» Brief: Rescale everything from the line containing "Mark every instance of the white suv" down to the last of the entries, both ends included, and output only that span. Reproduce every line in it with the wording left as is, multiplying each coordinate in the answers by 2.55 and rounding to whole numbers, with halves rounded up.

-- START Supplied material --

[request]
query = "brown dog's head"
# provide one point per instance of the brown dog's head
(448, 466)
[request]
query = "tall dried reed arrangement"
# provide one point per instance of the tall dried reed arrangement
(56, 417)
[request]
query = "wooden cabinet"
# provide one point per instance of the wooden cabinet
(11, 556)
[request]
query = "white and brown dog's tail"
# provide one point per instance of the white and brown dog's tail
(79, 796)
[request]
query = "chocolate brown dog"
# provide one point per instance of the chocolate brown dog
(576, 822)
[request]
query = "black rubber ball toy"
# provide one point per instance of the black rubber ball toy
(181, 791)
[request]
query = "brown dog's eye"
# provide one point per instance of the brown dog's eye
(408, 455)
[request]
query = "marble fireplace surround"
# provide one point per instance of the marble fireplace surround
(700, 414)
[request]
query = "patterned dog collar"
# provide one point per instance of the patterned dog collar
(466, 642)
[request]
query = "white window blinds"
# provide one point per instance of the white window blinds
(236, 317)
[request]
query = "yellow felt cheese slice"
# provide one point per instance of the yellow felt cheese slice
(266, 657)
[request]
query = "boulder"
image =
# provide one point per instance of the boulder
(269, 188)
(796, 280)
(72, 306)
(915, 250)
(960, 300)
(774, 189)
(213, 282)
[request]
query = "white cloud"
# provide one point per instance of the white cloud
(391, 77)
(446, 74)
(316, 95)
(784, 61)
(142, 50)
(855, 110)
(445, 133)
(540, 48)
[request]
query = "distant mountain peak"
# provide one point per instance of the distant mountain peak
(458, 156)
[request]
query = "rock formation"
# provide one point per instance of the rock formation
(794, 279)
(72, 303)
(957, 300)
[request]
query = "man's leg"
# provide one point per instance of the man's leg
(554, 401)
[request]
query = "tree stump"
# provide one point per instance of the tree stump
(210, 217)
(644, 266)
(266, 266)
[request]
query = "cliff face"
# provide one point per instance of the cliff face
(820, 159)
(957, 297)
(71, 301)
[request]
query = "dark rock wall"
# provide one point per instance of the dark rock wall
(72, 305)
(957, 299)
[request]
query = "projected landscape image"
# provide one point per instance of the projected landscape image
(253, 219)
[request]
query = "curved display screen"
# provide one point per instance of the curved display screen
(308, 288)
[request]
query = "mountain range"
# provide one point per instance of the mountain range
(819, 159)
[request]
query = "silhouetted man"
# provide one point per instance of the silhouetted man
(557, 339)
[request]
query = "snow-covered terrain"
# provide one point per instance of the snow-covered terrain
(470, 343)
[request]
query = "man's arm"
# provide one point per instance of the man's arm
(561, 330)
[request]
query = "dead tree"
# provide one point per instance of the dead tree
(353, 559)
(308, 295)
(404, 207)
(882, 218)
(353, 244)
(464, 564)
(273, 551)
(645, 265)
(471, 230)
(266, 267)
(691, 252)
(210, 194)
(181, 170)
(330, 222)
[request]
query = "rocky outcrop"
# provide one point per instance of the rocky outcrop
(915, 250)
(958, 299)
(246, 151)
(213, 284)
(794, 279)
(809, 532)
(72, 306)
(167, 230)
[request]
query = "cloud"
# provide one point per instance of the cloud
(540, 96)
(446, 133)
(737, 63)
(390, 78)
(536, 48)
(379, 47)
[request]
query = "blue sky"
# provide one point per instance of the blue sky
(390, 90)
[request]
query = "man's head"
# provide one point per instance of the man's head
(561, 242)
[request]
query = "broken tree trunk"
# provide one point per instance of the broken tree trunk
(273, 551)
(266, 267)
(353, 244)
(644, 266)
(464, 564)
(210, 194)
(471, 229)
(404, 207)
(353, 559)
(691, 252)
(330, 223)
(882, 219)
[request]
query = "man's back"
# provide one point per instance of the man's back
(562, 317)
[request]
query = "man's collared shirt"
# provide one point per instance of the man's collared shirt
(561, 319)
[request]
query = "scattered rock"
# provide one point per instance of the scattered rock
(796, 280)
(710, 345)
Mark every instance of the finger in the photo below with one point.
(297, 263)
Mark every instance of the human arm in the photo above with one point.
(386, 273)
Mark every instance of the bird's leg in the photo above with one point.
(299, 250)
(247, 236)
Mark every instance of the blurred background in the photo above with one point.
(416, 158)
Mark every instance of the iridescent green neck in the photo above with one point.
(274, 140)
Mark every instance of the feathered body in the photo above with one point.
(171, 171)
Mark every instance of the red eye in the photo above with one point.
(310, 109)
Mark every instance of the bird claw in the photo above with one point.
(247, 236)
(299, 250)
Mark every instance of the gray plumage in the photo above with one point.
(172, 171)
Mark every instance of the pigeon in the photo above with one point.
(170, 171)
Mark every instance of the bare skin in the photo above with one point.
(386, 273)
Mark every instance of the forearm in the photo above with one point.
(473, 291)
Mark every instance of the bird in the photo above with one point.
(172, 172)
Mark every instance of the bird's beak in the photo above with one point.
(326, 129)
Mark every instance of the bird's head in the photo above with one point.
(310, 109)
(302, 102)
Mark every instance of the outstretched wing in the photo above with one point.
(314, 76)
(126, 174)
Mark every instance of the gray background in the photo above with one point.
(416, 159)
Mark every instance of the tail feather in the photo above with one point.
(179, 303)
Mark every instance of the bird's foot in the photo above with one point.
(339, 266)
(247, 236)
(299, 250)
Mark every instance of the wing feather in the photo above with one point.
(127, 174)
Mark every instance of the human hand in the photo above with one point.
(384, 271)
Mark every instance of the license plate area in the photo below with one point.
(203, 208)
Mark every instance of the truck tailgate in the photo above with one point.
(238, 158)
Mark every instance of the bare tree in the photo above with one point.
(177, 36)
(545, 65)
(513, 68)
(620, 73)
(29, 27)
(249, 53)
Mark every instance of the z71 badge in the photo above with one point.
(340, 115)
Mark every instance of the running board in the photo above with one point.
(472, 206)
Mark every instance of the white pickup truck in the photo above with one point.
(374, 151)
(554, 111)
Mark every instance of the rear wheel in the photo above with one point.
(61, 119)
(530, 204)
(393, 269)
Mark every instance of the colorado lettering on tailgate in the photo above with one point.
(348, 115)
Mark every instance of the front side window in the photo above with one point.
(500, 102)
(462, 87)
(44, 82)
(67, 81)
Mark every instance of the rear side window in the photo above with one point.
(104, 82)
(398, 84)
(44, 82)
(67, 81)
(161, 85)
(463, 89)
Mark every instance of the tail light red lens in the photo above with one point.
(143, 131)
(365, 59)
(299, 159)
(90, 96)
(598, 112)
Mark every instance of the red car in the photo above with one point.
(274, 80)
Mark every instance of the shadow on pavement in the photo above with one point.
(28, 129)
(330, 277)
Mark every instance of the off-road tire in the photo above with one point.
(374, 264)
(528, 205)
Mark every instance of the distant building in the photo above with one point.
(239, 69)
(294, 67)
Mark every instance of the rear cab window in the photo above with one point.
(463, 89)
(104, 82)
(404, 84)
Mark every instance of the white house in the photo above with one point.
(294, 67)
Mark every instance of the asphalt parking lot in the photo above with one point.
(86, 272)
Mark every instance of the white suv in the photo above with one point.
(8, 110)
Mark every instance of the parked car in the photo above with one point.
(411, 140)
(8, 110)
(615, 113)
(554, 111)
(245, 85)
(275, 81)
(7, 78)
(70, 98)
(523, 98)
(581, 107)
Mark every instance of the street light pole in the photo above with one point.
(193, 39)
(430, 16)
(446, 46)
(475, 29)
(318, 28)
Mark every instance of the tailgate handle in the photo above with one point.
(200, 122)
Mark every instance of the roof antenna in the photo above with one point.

-- END Supplied material --

» Written solution:
Mark every instance of the white suv in the photo above with one point.
(20, 281)
Mark every instance of the parked car in the photo above with one point.
(1048, 357)
(20, 281)
(1568, 288)
(1413, 283)
(625, 217)
(701, 207)
(18, 199)
(179, 250)
(1334, 250)
(1482, 273)
Mark every instance of the street light pole in the photo above with one point.
(492, 99)
(1097, 41)
(1137, 117)
(1211, 74)
(811, 71)
Mark every instance of the tailgate handle in the photo above with one point.
(510, 311)
Mark every instance of the roof antenna in the photo above with one point.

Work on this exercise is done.